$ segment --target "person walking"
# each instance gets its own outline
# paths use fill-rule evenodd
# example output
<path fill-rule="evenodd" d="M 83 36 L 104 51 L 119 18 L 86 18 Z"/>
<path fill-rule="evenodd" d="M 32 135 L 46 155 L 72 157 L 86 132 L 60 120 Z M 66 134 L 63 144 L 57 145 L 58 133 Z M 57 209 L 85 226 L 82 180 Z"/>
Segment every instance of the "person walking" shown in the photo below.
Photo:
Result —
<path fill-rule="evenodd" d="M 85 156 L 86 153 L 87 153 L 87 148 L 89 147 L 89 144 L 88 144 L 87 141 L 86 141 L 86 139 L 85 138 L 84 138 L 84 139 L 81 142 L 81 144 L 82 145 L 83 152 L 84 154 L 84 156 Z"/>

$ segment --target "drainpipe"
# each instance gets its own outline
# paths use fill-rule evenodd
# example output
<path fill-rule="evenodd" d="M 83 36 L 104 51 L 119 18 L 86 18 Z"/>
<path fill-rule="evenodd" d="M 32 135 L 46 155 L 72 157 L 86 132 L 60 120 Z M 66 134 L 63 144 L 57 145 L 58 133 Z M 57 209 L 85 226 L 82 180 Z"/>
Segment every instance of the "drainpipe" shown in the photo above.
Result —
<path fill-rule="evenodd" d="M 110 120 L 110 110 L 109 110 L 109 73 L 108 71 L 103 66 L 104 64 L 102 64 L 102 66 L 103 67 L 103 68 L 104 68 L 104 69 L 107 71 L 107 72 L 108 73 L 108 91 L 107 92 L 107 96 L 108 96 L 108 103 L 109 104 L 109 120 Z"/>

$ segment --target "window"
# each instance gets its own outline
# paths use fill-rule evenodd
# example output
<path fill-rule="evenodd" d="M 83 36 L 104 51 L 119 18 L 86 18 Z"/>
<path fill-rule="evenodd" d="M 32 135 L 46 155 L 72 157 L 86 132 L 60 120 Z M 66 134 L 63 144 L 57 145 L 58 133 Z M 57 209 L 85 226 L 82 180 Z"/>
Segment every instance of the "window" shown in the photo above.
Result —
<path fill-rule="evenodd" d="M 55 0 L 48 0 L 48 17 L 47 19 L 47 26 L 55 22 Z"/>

◇ ◇ ◇ ◇ ◇

Work to complete: Copy all of the entries above word for word, without any changes.

Solved problem:
$ segment --target "person walking"
# each instance gets its own outline
# paths use fill-rule evenodd
# example output
<path fill-rule="evenodd" d="M 83 36 L 104 51 L 119 18 L 86 18 Z"/>
<path fill-rule="evenodd" d="M 32 135 L 46 155 L 72 157 L 86 132 L 60 120 Z M 66 134 L 63 144 L 57 145 L 58 133 Z M 57 209 L 85 226 L 82 180 Z"/>
Segment every instance of the "person walking" shown in the photo below.
Photo:
Result —
<path fill-rule="evenodd" d="M 85 156 L 86 153 L 87 153 L 87 148 L 89 147 L 89 144 L 88 144 L 87 141 L 86 141 L 86 139 L 85 138 L 84 138 L 84 139 L 81 142 L 81 144 L 82 145 L 83 152 L 84 154 L 84 156 Z"/>

$ segment --target "drainpipe"
# each instance gets its own outline
# paths use fill-rule evenodd
# example output
<path fill-rule="evenodd" d="M 83 36 L 104 51 L 119 18 L 86 18 Z"/>
<path fill-rule="evenodd" d="M 32 135 L 46 155 L 72 157 L 86 132 L 60 120 Z M 66 134 L 63 144 L 57 145 L 58 133 Z M 57 209 L 85 226 L 82 180 Z"/>
Segment every instance of the "drainpipe" shown in the photo above.
Result —
<path fill-rule="evenodd" d="M 110 120 L 110 110 L 109 110 L 109 73 L 108 71 L 103 66 L 104 64 L 102 64 L 102 66 L 103 67 L 103 68 L 104 68 L 104 69 L 107 71 L 107 72 L 108 73 L 108 91 L 107 92 L 107 96 L 108 96 L 108 103 L 109 104 L 109 120 Z"/>

$ segment --target "window"
# each instance gets its own outline
# paths use fill-rule evenodd
# example output
<path fill-rule="evenodd" d="M 83 36 L 104 51 L 119 18 L 86 18 Z"/>
<path fill-rule="evenodd" d="M 32 135 L 46 155 L 72 157 L 86 132 L 60 120 Z M 66 134 L 63 144 L 57 145 L 58 133 Z M 57 209 L 85 226 L 82 180 Z"/>
Segment every instance of the "window" shown in the photo above.
Result —
<path fill-rule="evenodd" d="M 55 0 L 48 0 L 48 17 L 47 19 L 47 26 L 55 22 Z"/>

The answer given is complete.